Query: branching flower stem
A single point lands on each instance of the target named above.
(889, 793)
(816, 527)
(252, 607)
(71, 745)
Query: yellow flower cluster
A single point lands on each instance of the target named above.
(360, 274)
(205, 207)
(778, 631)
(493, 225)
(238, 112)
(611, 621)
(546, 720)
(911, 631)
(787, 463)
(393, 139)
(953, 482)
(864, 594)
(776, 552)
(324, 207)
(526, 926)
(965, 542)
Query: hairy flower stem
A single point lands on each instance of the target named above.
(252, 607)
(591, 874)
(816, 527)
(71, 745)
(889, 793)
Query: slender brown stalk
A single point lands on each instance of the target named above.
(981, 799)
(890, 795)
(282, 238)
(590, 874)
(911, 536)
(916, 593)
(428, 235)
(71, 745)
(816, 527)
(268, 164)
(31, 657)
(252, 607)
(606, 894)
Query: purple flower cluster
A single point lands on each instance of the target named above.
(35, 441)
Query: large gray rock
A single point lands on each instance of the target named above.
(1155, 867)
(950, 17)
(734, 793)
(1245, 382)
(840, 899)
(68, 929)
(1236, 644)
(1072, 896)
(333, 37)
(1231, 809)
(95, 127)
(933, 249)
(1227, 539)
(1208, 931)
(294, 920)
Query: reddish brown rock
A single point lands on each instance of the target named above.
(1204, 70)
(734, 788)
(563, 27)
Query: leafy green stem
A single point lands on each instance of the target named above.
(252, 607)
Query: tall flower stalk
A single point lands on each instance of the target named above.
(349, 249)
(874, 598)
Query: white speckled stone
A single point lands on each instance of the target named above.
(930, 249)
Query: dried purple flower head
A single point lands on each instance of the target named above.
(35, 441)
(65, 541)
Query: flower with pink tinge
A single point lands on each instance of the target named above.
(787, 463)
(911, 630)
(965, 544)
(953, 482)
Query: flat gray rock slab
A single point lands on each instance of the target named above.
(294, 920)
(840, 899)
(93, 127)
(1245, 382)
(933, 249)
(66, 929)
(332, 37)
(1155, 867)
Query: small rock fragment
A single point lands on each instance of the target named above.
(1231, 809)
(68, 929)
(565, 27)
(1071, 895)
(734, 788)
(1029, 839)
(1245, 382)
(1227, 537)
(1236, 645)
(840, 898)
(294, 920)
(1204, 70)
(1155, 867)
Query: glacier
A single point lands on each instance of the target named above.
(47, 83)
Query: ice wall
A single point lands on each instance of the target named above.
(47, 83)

*EXERCISE PROMPT*
Reproduce every record exactly, line by line.

*TASK SOLUTION*
Query: branching flower stem
A single point lands on each instance of the target named above.
(889, 793)
(816, 527)
(252, 607)
(71, 745)
Query: yellow flower cluster
A single point lands on each instance of the target named above.
(360, 274)
(205, 207)
(778, 631)
(493, 225)
(238, 112)
(611, 621)
(546, 720)
(911, 631)
(787, 463)
(393, 139)
(953, 482)
(864, 594)
(776, 552)
(324, 207)
(526, 926)
(965, 542)
Query: hairy flower stem
A single point lands on each instance of the target named above.
(252, 607)
(591, 874)
(816, 527)
(71, 745)
(889, 793)
Query: slender brown stalk
A single point lands on each instance of the target named above.
(981, 799)
(890, 795)
(282, 238)
(590, 874)
(911, 536)
(916, 593)
(428, 235)
(71, 745)
(816, 527)
(268, 164)
(31, 657)
(252, 607)
(606, 894)
Query: purple flower cluster
A single point lands on each instance of the target named above.
(35, 441)
Query: large gray rock
A single point lands on each instance of the target named above.
(1155, 867)
(950, 17)
(734, 793)
(1245, 382)
(840, 899)
(68, 929)
(1236, 644)
(1072, 896)
(333, 37)
(1231, 809)
(95, 127)
(933, 249)
(1227, 539)
(1208, 931)
(294, 920)
Query: reddish brown rock
A single point lands on each instance of the target named above.
(1204, 70)
(734, 788)
(563, 27)
Query: leafy green stem
A single point lands on each instance of the target named above.
(252, 607)
Query: tall flower stalk
A single point lands on each instance of the target named above.
(349, 249)
(874, 598)
Query: white speckled stone
A single point lands on each instance of the target named above.
(930, 249)
Query: dried purple flower head
A single point lands on each instance of the target named above.
(35, 441)
(65, 541)
Query: flower with pink tinge
A single point lands on each instance of the target named above.
(787, 463)
(911, 630)
(965, 544)
(953, 482)
Query: flat gray rock slab
A single point lands on each instance of the target named above.
(294, 920)
(840, 899)
(93, 127)
(1245, 382)
(933, 249)
(66, 929)
(332, 37)
(1155, 867)
Query: small rock fragment
A single point lands on each instance of the target named above.
(1231, 809)
(68, 929)
(565, 27)
(1071, 895)
(734, 788)
(1029, 839)
(1245, 382)
(1227, 537)
(1236, 645)
(840, 898)
(294, 920)
(1204, 70)
(1155, 867)
Query: glacier
A single point lands on each instance of the target named above.
(47, 83)
Query: ice wall
A single point lands on each instance of the target named above.
(47, 83)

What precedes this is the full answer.